§ INPUT DATA
— Begin —

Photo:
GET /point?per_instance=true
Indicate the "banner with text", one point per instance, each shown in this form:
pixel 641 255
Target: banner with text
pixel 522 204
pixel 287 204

— End —

§ GOAL OF THE EXERCISE
Rewrite the data above, replacing every occurrence of "banner" with "signboard" and leaving everything else unchanged.

§ IN RESPONSE
Photo:
GET /point?per_instance=true
Indicate the "signboard with text", one point per instance, each shown in this form:
pixel 641 255
Target: signboard with text
pixel 522 204
pixel 287 204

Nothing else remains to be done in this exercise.